Can you return everything from the first of the rows below down to the line that contains "47,84,106,120", both ends included, with every character kept the same?

[Begin]

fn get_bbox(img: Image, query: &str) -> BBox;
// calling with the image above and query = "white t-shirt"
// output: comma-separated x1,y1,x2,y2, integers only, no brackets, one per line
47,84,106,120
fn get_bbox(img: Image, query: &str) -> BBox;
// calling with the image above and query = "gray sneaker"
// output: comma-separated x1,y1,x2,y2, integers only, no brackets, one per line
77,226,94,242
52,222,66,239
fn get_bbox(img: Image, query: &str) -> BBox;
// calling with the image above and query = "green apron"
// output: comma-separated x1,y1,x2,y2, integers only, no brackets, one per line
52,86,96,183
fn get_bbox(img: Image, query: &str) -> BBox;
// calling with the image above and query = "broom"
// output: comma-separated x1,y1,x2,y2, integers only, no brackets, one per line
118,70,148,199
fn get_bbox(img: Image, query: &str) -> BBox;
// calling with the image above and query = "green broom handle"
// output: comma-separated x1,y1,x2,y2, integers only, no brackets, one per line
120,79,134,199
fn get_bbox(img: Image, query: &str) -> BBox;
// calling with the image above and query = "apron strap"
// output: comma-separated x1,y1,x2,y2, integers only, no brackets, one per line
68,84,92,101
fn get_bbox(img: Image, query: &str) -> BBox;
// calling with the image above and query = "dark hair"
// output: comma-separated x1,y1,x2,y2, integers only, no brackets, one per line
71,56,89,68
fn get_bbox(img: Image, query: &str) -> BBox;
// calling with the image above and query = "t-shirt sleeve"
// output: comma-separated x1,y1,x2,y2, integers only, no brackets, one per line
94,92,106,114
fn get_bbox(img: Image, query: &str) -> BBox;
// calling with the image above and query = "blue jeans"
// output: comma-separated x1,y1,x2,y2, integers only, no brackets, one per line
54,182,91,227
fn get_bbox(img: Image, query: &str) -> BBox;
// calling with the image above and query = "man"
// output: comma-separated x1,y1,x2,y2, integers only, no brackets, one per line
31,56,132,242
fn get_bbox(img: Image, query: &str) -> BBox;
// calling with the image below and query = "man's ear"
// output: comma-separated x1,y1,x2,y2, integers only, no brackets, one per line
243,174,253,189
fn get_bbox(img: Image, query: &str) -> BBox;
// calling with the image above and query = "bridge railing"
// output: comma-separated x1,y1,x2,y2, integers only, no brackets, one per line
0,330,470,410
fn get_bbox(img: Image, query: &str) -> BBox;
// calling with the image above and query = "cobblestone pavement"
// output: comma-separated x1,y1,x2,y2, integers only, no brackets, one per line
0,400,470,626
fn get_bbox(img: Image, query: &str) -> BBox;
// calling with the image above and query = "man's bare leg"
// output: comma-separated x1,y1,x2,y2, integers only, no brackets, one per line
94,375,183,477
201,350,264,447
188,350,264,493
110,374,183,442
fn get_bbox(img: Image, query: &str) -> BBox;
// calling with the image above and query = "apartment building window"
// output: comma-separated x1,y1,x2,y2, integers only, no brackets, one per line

[End]

### Solution below
fn get_bbox(img: Image, query: &str) -> BBox;
// calling with the image above and query = "white t-shirt"
// output: comma-separated x1,y1,x2,y2, integers only, no brackets, one per line
47,84,106,120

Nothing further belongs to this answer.